# [待解问题]
(1) 根据这篇miniKanren入门文章回答：
(a) miniKanren语言最初嵌入在哪种语言之中？
(b) 在预备概念里，"流"被解释为什么？
(c) 在代码中，当occurs?检查结果为真时，ext-s返回什么？
(2) 这篇miniKanren入门文章的"预备概念"一节列出了哪些术语？请写出全部中文名称。
(3) 这篇miniKanren入门文章的代码在中途停住了，请从停下的地方续写下去。

MiniKanren语言入门

综述

miniKanren语言脱胎于Kanren语言，最初嵌入scheme语言之中，后来又出现了许多其他宿主语言的实现。miniKanren语言的设计哲学是为其他语言提供嵌入式的、方便的逻辑式语言，并因为简单而适用于教学。它易于理解，并易于修改以支持各种扩展。

预备概念

逻辑变量 logic variable 需要求解或引进的未知元
替换 substitution 变量到其值的映射
出现检查 occur check 检查变量对应的值中是否包含自身
目标 goal 替换到流的映射
流 stream 一种延时数据结构
关系 relation 生成目标的函数
合一 unification 根据替换进行匹配，返回新的替换的函数
具体化 reification 根据替换将变量转换为具体值

具体实现

(define (var) (vector #f))
(define var? vector?)
(define (walk v s)
  (let ((a (and (var? v) (assv v s))))
    (if a (walk (cdr a) s) v)))
(define (occurs? x v s)
  (let ((v (walk v s)))
    (cond ((var? v) (eqv? x v))
          ((pair? v) (or (occurs? x (car v) s)
                         (occurs? x (cdr v) s)))
          (else #f))))
(define (ext-s x v s)
  (if (occurs? x v s) #f (cons (cons x v) s)))
(define (unify u v s)
  (let ((u (walk u s)) (v (walk v s)))
    (cond ((eqv? u v) s)
          ((var? u) (if (var? v)
                        (cons (cons u v) s)
                        (ext-s u v s)))
          ((var? v) (ext-s v u s))
          ((and (pair? u) (pair? v))
           (let ((s (unify (car u) (car v) s)))
             (and s (unify (cdr u) (cdr v) s))))
          (else #f))))
(define (succeed s) (list s))
(define (fail s) '())
(define (== u v)
  (lambda (s)
    (let ((s (unify u v s)))
      (if s (list s) '()))))
(define (take n $)
  (cond ((null? $) '())
        ((= n 0) '())
        ((pair? $) (cons (car $) (take (- n 1) (cdr $))))
        (else (take n ($)))))
(define (disj2 g1 g2)

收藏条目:
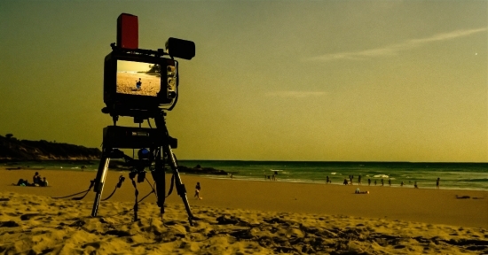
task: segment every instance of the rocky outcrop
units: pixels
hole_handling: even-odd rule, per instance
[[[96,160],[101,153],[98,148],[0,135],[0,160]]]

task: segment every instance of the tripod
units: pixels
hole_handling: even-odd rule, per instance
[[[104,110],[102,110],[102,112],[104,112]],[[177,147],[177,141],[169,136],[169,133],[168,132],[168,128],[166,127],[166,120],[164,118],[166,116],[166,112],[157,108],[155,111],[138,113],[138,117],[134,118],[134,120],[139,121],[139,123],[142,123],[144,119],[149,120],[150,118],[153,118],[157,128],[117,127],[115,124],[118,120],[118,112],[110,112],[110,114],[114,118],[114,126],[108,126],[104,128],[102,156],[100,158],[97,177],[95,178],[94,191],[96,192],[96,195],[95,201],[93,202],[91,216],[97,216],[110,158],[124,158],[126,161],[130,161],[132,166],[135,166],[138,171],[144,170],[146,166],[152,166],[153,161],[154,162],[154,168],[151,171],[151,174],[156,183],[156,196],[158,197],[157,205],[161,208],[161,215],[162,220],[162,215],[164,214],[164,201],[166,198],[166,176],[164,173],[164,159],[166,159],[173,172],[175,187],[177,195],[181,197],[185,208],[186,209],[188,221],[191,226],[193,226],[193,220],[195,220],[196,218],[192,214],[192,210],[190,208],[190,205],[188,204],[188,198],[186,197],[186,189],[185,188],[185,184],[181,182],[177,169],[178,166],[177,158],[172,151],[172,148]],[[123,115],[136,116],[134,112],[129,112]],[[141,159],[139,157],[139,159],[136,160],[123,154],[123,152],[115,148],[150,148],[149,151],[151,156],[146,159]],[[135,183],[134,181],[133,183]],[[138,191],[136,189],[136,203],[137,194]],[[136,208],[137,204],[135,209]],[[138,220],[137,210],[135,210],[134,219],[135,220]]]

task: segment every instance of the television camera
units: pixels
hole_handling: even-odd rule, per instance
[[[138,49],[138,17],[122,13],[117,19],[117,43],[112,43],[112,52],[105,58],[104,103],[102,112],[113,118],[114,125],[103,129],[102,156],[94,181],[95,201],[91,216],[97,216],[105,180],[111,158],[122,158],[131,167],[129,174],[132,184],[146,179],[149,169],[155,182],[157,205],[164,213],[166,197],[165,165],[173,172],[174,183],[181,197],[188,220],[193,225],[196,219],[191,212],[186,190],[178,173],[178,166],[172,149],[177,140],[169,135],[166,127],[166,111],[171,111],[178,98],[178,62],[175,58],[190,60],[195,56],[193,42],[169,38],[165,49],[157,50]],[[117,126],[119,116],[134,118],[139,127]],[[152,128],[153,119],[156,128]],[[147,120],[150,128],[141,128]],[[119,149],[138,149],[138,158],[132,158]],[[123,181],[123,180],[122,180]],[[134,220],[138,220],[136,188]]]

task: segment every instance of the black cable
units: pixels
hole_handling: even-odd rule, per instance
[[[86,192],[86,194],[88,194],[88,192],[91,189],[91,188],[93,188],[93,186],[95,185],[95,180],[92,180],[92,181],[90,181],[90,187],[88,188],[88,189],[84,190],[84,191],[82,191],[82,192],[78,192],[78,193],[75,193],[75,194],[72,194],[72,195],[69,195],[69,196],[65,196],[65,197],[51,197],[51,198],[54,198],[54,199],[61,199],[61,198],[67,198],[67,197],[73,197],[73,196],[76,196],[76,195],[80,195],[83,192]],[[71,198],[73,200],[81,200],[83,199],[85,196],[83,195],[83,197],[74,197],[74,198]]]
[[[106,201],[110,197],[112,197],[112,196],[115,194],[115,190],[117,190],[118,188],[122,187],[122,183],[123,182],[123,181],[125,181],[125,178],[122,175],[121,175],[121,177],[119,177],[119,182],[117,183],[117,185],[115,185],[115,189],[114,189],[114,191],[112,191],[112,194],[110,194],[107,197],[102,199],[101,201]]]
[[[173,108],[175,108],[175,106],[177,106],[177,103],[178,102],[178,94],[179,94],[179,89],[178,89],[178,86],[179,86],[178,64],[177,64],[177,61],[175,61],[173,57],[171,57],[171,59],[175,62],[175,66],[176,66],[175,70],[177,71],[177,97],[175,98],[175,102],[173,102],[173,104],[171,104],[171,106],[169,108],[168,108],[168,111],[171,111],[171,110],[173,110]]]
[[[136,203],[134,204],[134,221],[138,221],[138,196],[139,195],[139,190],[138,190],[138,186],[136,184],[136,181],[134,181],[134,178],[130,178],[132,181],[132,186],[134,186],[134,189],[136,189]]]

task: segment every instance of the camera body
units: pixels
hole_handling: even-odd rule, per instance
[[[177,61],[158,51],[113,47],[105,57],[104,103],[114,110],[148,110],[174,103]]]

# [参考答案]
(1)
(a) scheme语言
(b) 一种延时数据结构
(c) #f

(2) 逻辑变量、替换、出现检查、目标、流、关系、合一、具体化

(3)
  (lambda (s)
    (mix (g1 s) (g2 s))))
(define (mix $1 $2)
  (cond ((null? $1) $2)
        ((pair? $1) (cons (car $1) (mix (cdr $1) $2)))
        (else (lambda () (mix $2 ($1))))))
(define (conj2 g1 g2)
  (lambda (s)
    (mix-map g2 (g1 s))))
(define (mix-map g $)
  (cond ((null? $) '())
        ((pair? $) (mix (g (car $)) (mix-map g (cdr $))))
        (else (mix-map g ($)))))
(define-syntax disj
  (syntax-rules ()
    ((_) fail)
    ((_ g) g)
    ((_ g0 g1 ...)
     (disj2 g0
            (lambda (s) (lambda () ((disj g1 ...) s)))))))
(define-syntax conj
  (syntax-rules ()
    ((_) succeed)
    ((_ g) g)
    ((_ g0 g1 ...) (conj2 g0 (conj g1 ...)))))
(define-syntax fresh
  (syntax-rules ()
    ((_ (x ...) g ...)
     (let ((x (var)) ...) (conj g ...)))))
(define (reify-name n)
  (string->symbol
   (string-append "_." (number->string n))))
(define (reify v)
  (lambda (s)
    (let ((v (walk* v s)))
      (walk* v (reify-s v '())))))
(define (walk* v d)
  (let ((v (walk v d)))
    (if (pair? v)
        (cons (walk* (car v) d)
              (walk* (cdr v) d))
        v)))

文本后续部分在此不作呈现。